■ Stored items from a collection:
▽
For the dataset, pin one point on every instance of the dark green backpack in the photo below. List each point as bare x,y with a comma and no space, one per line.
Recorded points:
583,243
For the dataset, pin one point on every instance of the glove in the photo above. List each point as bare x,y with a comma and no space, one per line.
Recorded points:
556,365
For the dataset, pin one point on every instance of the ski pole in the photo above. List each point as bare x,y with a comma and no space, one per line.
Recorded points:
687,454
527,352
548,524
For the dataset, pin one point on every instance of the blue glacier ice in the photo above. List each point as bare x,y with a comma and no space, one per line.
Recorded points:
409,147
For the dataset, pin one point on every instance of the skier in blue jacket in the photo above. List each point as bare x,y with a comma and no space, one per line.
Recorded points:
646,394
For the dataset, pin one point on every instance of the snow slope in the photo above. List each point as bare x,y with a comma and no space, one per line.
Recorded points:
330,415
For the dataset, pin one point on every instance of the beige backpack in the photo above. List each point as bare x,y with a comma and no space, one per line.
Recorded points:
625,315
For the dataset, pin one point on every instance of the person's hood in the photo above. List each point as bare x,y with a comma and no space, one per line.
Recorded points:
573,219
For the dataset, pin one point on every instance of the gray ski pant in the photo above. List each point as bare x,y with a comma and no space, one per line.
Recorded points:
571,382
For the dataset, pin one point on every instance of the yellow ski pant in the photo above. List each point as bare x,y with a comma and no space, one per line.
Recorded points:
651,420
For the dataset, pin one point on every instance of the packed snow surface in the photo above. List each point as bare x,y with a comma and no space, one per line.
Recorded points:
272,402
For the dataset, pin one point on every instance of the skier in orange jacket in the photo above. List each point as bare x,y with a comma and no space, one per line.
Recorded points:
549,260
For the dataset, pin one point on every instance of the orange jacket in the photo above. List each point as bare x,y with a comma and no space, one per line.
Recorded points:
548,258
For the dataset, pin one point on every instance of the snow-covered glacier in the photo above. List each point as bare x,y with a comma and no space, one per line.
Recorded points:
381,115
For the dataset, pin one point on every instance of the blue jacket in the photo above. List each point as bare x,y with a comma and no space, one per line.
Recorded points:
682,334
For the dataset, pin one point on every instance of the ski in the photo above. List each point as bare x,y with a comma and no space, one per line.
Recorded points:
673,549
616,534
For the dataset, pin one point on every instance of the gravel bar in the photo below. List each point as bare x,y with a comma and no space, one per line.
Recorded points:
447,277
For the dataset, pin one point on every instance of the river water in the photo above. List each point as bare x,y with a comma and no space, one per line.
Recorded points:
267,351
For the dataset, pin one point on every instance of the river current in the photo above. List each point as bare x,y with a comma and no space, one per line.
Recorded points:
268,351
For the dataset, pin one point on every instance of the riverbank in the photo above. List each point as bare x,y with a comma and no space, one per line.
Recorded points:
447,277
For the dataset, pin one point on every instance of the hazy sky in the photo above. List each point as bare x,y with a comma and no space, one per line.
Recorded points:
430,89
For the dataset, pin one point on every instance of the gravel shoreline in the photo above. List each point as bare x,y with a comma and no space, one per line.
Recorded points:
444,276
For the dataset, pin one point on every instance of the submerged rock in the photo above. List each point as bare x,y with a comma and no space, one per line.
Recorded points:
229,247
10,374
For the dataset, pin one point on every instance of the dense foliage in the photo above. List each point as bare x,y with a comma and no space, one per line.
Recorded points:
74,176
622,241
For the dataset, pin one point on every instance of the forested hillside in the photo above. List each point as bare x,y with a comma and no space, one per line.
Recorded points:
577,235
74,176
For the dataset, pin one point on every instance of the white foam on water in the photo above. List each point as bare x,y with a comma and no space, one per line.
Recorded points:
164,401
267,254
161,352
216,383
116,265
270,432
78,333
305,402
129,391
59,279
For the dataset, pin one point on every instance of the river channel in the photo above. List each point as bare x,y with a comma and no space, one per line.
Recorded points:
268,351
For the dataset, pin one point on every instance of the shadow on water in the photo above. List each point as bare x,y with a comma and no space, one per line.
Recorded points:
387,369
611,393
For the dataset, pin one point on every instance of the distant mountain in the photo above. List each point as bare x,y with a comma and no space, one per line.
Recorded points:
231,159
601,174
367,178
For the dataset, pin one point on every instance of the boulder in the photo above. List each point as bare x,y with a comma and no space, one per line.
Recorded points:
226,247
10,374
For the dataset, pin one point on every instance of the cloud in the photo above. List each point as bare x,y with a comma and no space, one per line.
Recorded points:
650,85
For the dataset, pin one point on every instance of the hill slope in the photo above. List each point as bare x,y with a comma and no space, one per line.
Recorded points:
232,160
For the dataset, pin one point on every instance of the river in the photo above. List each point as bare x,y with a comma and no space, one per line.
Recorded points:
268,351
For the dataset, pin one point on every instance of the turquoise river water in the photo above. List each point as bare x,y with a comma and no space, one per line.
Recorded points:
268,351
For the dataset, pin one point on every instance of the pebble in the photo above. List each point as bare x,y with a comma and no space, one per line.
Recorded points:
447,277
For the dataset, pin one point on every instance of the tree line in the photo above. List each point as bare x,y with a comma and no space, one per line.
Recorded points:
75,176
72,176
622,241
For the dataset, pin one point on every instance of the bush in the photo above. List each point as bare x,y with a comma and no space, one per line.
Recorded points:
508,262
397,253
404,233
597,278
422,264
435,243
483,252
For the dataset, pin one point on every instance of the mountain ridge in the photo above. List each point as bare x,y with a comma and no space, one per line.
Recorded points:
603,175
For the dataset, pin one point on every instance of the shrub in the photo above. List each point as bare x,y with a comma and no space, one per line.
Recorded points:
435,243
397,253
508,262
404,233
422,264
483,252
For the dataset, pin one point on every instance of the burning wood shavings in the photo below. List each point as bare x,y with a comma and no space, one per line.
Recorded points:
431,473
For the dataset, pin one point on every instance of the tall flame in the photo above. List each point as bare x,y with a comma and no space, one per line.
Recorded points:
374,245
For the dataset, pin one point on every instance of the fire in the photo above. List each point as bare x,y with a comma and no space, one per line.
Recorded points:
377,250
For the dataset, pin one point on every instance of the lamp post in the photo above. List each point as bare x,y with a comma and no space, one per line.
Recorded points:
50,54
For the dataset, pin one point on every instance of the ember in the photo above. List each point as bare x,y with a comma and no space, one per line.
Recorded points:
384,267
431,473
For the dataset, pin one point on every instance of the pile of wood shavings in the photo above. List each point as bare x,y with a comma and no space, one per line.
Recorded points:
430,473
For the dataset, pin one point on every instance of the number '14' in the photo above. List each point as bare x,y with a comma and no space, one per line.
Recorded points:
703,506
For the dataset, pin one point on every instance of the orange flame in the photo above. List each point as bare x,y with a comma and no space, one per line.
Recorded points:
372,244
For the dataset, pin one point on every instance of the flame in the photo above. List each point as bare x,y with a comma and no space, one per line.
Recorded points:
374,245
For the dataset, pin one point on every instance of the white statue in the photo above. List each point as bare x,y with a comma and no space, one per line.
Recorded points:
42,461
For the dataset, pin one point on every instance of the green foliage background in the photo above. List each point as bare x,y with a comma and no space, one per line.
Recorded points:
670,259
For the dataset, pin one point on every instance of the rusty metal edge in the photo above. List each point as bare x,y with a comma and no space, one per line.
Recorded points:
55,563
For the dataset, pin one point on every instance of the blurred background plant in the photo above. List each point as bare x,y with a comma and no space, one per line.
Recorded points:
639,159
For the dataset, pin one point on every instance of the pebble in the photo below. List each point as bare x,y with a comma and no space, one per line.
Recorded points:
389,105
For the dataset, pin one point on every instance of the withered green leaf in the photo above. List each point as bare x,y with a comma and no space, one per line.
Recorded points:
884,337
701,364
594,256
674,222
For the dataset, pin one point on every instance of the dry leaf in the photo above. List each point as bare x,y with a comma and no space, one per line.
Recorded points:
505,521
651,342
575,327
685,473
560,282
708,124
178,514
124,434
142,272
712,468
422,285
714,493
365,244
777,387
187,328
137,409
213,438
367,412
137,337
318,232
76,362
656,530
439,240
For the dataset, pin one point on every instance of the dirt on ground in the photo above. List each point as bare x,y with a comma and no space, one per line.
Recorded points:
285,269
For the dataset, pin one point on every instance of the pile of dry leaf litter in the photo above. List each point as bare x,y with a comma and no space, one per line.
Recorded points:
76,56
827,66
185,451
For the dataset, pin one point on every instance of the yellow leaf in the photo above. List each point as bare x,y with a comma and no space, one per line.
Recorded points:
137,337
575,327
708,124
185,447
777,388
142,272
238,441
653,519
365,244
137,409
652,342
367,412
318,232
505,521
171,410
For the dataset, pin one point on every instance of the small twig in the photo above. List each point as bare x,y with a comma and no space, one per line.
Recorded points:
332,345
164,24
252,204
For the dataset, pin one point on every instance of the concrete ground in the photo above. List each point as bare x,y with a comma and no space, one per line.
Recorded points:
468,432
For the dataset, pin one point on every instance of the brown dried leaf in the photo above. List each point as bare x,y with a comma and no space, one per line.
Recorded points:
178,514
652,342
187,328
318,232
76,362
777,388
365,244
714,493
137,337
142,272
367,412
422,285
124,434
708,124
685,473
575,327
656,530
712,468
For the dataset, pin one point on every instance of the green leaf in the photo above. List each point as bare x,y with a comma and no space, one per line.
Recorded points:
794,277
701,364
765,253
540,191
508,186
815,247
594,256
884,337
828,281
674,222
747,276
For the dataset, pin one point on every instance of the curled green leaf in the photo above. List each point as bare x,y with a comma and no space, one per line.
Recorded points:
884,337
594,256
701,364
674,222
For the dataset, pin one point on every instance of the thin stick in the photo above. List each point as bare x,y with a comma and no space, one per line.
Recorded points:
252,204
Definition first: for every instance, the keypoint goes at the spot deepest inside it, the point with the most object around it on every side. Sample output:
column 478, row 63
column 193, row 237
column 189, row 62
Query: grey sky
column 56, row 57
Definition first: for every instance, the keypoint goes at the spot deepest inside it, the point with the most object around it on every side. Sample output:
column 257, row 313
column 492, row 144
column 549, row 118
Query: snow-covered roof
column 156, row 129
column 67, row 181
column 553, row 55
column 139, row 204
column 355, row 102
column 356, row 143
△
Scan the records above and show every line in which the word "flame" occurs.

■ Answer to this task:
For the dataset, pin one point on every instance of the tall flame in the photo above. List each point as bare x,y with a comma and no space, one per line.
For the dataset, pin one point on every instance of the orange flame in the photo above. List each point as bare x,y with a comma and no space, one per line.
For the dataset, pin one point on every instance of the flame in the photo above. List each point as bare x,y with a comma and no space, one per line.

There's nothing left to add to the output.